§ Document segment
* * * *
Weekend Briefing No. 458
A Saturday morning briefing on innovation and society.
Welcome to the weekend. I’m wishing you all a very happy Thanksgiving. I hope you take time to express your gratitude to your friends and family this week.
Did your brilliant friend forward this to you?
30,000—About 30,000 hectares of Canada are devoted exclusively to Christmas tree farming.
$19.62—New York City cabs are cranking up prices. As a result, the average taxi ride will jump from $15.97 to $19.62.
432,834—The formation of new businesses is still up, growing 1.2% in October in the United States. That month, there were 432,834 business applications, roughly flat compared to the 430,737 applications filed in the same month of 2021.
Humans have been around for about 300,000 years. It wasn’t until the 1800s that we hit 1 billion people on the planet. We hit 2 billion around the Great Depression. This week, we crossed the 8 billion mark. That’s really rapid growth, if you think about it. But here are some interesting population facts to think about: 1) We’ve already hit peak child expectancy; there will never again be more children alive than there are today, with fertility rates plummeting across the globe. 2) We’re getting older, which means there are fewer people able to work to support more people who can’t. 3) The UN projects the world population will reach about 10.4 billion in the 2080s. From there, it’s set to plateau for a couple of decades before falling around the turn of the 22nd century. ABC (11 minutes)
Everyone has experienced flow—that state of mind where you’re “in the zone” and able to perform tasks optimally with little conscious effort. In flow, time seems to pass differently. Your deep-seated skills take over and run on autopilot. You might even find that you’re able to successfully perform tasks at a level that was previously out of reach. Flow is naturally rewarding. Whether it’s playing baseball, programming or writing a novel, we have some of our best experiences and do some of our best work while we’re in flow states. So how can you best take advantage of flow? Researchers have identified 22 “flow triggers” that can catalyze flow states by either preparing yourself or your environment for them. In this video, researcher and writer Steven Kotler explains how to utilize flow triggers, and also how to understand the intrinsic motivators that drive flow states. Big Think (7 minutes)
Designing for Everyone
Twenty-six percent of the US population is living with some type of disability. That’s over one in four people who could become frustrated and leave if they can’t easily use your website or app. Accessibility is no longer an option—and it’s essential to good design. Glance (Sponsored)
If you’ve been a reader for a while, you know that one of the technologies I believe will most shape the future is CRISPR—a new area of biomedical science that enables gene editing and could be the key to eventually curing diseases like autism or cancer. In this video, biologist Neville Sanjana explains this concept to five different people; a 7-year-old, a 14-year-old, a college student, a grad student and a CRISPR expert. Check it out. WIRED (16 minutes)
Should I Start a Startup?
I talk to many people thinking about taking the leap into entrepreneurship. This video from Y Combinator is one of the best pieces of content I’ve seen on helping understand whether being a founder is right for you. Here are some interesting insights: 1) Resilience is the most important quality in a founder. Launching a startup means pushing through a lot of rejection. Counterintuitively, a founder that appears confident isn’t necessarily resilient. 2) Initial motivation doesn’t matter much. To stick with the startup over a long-time horizon, your initial motivation is less important than being genuinely interested in the problem and loving the people you’re working with. Y Combinator (17 minutes)
* * * *
§ Extracted material
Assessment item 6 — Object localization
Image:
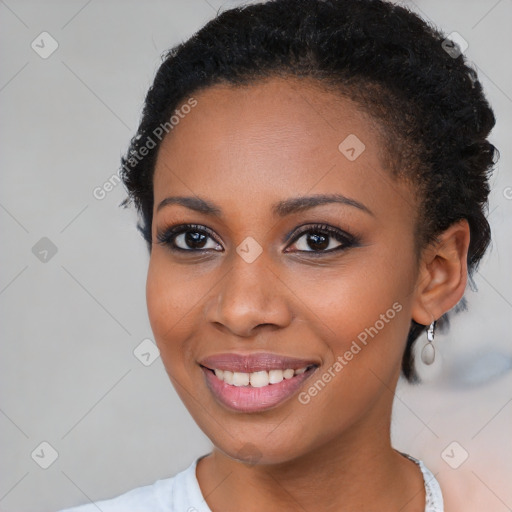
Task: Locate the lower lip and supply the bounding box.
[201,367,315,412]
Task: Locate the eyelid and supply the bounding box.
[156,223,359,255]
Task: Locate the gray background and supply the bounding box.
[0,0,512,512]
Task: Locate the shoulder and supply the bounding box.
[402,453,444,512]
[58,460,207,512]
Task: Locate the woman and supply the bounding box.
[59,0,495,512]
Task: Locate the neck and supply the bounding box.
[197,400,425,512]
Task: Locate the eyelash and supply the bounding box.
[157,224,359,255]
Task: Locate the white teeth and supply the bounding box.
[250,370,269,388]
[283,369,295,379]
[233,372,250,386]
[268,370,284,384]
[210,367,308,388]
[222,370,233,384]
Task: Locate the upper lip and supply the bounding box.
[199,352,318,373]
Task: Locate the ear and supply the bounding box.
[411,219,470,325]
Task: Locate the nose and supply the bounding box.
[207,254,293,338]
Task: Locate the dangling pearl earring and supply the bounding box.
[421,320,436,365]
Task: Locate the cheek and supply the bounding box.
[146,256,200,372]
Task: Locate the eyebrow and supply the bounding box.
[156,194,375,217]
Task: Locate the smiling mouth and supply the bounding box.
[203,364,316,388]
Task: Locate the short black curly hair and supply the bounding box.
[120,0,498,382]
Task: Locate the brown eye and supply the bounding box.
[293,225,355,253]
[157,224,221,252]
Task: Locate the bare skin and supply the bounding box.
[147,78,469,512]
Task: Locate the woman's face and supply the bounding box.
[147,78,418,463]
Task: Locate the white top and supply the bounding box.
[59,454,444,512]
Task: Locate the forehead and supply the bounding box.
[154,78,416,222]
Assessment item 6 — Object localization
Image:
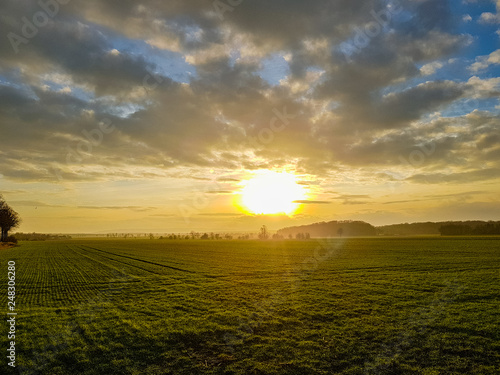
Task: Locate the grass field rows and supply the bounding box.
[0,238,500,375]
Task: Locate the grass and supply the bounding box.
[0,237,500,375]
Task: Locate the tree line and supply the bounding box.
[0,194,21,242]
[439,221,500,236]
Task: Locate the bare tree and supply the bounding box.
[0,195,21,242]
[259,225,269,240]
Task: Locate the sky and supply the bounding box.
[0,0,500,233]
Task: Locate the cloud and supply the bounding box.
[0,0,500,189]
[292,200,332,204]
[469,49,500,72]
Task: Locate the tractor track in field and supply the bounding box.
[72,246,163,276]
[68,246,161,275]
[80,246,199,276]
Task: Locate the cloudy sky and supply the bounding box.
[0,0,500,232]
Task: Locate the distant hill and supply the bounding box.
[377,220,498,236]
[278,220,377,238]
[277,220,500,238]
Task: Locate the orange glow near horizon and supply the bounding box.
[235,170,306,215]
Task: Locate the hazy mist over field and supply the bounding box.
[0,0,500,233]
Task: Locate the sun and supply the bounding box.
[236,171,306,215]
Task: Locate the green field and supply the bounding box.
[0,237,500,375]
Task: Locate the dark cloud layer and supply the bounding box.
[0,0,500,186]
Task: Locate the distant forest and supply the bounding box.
* * * *
§ To do
Print the stretch of the weekend briefing from "Weekend Briefing No." through "month of 2021.", word for word. No row is needed for what comes next.

§ Expected output
Weekend Briefing No. 458
A Saturday morning briefing on innovation and society.
Welcome to the weekend. I’m wishing you all a very happy Thanksgiving. I hope you take time to express your gratitude to your friends and family this week.
Did your brilliant friend forward this to you?
30,000—About 30,000 hectares of Canada are devoted exclusively to Christmas tree farming.
$19.62—New York City cabs are cranking up prices. As a result, the average taxi ride will jump from $15.97 to $19.62.
432,834—The formation of new businesses is still up, growing 1.2% in October in the United States. That month, there were 432,834 business applications, roughly flat compared to the 430,737 applications filed in the same month of 2021.